§ **SOURCE PASSAGE**
================

With eight or nine months separating them, I lost my friend Patrick, my mother, my grandmother and others in between. My faith, which normally sustained me through difficult times like my mother’s cancer a few years before, was challenged. Patrick died suddenly at sixty-three from colon surgery complications. My mom died of a heart attack at age sixty-four and my grandmother was in her late eighties. The loss of my friend and mom, especially so close together, really jarred me. I had enough faith to know that my loved ones were safe with God and I searched for signs of their continued presence with me, mostly as a way to reconcile that our loved ones never truly leave us.
My mom was the best bargain shopper. She got a thrill out of the ninety-nine-cent tag sales and checked the sign in the front of the store for the color of the sale tag for the week. In a way going to the Goodwill was a pilgrimage for her. She walked the same path no matter what location she was shopping. My mom started with the clothes, worked her way over to the knick-knacks, then the purses. I know the Goodwill is a place to find bargains, but is it possible to connect with a deceased loved one?

================

§ **RECORD SET**
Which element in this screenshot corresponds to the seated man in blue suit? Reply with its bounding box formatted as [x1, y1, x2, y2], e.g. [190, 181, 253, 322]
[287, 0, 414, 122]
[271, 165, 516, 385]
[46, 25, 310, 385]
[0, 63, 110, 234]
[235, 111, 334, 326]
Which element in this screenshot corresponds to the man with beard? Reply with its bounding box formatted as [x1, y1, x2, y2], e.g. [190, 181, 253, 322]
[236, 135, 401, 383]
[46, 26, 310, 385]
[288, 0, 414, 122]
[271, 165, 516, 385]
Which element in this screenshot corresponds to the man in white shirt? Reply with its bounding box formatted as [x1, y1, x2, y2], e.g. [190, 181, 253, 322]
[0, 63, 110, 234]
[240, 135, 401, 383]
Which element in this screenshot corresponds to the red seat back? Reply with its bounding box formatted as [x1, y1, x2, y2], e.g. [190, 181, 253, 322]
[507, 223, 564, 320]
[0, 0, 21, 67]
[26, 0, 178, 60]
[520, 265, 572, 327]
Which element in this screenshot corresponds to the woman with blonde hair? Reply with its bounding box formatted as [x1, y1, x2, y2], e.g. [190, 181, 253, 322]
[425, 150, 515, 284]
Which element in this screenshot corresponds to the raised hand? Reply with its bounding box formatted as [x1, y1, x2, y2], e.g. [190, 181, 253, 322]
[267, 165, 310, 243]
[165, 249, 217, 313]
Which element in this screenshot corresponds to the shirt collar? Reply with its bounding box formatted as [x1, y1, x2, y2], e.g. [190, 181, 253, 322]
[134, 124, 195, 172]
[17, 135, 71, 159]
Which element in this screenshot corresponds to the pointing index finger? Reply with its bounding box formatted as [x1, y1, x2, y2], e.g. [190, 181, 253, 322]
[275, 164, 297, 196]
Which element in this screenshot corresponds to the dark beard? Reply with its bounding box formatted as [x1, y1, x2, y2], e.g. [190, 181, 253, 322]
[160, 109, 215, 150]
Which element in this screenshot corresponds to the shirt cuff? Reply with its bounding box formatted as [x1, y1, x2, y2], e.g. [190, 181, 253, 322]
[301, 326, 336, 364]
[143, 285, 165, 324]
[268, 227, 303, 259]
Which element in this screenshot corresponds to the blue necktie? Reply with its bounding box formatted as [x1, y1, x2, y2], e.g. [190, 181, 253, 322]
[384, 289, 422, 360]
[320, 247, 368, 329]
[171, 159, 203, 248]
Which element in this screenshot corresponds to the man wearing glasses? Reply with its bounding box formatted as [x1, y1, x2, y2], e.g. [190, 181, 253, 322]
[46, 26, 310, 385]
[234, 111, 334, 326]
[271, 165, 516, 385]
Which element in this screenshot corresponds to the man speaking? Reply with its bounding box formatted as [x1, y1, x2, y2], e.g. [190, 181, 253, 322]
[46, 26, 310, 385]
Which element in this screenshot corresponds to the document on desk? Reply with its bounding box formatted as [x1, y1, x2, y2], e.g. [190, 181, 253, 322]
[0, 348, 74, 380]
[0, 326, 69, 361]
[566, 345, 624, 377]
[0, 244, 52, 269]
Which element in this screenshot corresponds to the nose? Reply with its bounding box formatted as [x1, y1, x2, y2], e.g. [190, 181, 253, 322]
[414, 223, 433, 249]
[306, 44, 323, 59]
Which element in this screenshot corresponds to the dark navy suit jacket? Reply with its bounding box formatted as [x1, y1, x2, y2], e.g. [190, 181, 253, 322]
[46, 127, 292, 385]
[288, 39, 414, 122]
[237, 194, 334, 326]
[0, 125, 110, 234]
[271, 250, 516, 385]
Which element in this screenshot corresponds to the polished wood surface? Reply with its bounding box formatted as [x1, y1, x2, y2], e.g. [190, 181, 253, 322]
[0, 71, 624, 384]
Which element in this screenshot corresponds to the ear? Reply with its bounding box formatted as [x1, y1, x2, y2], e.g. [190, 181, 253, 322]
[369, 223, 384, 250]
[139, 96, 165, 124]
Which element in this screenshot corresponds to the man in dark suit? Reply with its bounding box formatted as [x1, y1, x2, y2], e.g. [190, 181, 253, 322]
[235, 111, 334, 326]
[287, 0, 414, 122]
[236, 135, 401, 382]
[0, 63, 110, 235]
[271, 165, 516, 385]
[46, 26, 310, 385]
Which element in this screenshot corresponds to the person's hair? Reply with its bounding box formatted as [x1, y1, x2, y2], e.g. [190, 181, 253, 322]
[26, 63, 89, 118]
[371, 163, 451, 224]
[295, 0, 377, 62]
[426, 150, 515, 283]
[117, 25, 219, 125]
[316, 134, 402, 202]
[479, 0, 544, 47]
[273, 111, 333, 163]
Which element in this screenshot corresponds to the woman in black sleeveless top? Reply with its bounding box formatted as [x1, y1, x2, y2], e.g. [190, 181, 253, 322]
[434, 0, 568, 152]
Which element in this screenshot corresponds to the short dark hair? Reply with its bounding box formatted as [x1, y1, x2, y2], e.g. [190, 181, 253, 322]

================

§ **WORK INSTRUCTION**
In the passage about grief and the author's mother, write out word for word everything from "My mom was the" down to "deceased loved one?".

§ **PROBLEM SOLUTION**
My mom was the best bargain shopper. She got a thrill out of the ninety-nine-cent tag sales and checked the sign in the front of the store for the color of the sale tag for the week. In a way going to the Goodwill was a pilgrimage for her. She walked the same path no matter what location she was shopping. My mom started with the clothes, worked her way over to the knick-knacks, then the purses. I know the Goodwill is a place to find bargains, but is it possible to connect with a deceased loved one?